» Exercise brief: Recast the records, starting at the line containing "of the arch" and running through the end of the records, as a two-column CSV with headers input and output. Give one row per record, pairing its text with its answer, with each value in a single quoted field and line breaks replaced by spaces.

» Provided records:
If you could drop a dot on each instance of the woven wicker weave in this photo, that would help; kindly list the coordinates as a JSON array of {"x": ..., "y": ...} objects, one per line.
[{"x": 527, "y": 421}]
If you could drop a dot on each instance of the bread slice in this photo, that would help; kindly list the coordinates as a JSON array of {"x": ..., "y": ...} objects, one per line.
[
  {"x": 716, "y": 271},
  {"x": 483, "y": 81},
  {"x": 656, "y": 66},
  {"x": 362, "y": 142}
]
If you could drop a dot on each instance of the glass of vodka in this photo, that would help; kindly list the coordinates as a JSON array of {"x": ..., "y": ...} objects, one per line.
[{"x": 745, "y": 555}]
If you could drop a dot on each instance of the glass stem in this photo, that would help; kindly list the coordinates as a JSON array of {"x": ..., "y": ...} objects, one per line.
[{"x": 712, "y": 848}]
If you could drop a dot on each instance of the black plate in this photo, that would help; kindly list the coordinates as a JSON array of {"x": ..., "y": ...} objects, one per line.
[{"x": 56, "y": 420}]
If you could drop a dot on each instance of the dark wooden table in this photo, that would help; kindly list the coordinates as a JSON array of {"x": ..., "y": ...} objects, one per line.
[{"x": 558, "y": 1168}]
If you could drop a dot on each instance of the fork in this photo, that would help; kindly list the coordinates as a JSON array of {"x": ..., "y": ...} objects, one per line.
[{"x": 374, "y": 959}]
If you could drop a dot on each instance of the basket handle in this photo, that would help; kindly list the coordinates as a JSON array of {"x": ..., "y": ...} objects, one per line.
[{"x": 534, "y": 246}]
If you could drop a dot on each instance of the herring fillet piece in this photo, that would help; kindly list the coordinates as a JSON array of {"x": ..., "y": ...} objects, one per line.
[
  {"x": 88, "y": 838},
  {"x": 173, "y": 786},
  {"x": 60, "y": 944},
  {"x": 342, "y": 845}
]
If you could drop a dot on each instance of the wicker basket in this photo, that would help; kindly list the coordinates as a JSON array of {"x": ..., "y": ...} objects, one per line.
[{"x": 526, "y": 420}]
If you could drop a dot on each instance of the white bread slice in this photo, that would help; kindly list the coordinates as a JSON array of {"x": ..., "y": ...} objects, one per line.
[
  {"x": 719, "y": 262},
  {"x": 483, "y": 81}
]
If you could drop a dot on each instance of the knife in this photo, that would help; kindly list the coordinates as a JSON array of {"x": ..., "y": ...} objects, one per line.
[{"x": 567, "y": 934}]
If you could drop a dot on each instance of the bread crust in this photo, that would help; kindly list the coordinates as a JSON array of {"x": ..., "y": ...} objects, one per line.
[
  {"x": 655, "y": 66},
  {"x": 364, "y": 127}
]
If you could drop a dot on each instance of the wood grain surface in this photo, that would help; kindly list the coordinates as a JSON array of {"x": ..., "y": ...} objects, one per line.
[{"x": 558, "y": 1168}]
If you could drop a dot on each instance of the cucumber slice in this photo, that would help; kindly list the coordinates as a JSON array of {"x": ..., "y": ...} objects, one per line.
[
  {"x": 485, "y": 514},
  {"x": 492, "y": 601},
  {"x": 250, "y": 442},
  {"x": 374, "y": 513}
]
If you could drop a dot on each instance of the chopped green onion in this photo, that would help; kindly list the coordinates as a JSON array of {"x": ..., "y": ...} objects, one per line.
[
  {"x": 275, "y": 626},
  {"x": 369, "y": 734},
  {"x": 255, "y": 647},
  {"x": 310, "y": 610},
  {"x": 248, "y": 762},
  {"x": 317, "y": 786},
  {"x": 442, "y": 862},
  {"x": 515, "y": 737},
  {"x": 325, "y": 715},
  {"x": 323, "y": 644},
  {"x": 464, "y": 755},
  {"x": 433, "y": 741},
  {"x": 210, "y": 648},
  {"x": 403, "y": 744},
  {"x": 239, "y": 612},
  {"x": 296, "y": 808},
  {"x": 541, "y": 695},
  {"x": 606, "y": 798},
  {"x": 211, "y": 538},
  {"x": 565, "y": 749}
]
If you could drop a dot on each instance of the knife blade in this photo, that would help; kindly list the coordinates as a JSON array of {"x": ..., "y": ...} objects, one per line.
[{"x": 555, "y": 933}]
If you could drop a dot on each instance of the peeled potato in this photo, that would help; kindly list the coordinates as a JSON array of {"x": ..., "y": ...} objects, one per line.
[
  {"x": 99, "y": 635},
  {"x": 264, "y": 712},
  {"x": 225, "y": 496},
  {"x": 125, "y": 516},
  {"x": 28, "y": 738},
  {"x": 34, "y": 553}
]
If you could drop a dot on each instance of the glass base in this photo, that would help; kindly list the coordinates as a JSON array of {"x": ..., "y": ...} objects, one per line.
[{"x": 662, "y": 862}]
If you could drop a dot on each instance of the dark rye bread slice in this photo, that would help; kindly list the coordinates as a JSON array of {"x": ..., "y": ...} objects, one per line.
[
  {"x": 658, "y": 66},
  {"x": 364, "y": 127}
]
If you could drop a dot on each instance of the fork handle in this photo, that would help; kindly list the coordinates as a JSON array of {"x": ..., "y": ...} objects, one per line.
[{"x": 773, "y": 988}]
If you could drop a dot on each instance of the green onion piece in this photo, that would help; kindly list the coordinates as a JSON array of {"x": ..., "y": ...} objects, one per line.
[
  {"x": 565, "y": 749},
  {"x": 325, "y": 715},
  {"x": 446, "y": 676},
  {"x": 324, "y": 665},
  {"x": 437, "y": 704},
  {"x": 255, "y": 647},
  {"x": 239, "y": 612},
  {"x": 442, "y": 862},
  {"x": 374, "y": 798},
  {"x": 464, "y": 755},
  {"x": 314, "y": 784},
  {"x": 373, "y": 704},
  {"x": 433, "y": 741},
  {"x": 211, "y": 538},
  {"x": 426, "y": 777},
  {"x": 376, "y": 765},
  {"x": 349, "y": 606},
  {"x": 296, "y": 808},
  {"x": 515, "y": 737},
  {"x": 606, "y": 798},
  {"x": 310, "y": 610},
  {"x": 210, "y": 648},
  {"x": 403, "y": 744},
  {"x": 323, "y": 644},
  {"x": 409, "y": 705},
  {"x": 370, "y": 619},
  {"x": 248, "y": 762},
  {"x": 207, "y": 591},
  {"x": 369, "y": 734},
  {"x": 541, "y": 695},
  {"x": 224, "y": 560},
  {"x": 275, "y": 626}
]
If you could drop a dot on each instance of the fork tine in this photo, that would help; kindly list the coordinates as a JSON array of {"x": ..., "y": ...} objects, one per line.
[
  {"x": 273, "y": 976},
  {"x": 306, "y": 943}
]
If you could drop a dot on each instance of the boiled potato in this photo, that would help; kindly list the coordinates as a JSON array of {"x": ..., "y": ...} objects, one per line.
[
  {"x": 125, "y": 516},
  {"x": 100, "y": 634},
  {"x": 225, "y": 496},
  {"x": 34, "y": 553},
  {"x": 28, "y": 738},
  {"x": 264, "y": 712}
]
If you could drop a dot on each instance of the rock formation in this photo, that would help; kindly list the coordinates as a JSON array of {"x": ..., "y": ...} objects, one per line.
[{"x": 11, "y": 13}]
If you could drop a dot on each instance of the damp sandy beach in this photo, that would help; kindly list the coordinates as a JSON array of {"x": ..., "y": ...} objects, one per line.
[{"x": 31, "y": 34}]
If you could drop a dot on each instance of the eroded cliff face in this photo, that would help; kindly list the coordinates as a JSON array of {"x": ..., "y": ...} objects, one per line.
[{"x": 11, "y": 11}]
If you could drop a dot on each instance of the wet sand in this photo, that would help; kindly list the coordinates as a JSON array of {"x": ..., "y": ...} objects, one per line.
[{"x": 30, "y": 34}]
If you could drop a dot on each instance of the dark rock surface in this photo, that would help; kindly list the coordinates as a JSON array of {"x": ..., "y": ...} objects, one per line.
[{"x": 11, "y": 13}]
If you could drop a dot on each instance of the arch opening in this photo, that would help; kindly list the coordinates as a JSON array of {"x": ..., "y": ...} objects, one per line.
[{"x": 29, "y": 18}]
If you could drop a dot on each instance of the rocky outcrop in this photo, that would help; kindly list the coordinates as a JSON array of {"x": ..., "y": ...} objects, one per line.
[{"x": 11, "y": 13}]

» Finished task:
input,output
"If you could drop a dot on each instance of the arch opening in this photo, that would help; kindly list the coordinates as a JSON array of {""x"": ..., ""y"": ...} objects, one per line.","[{""x"": 29, ""y"": 18}]"
"If you could drop a dot on each instance of the rocky outcrop in this photo, that would help; kindly list the coordinates as a JSON array of {""x"": ..., ""y"": ...} objects, one per line.","[{""x"": 11, ""y"": 13}]"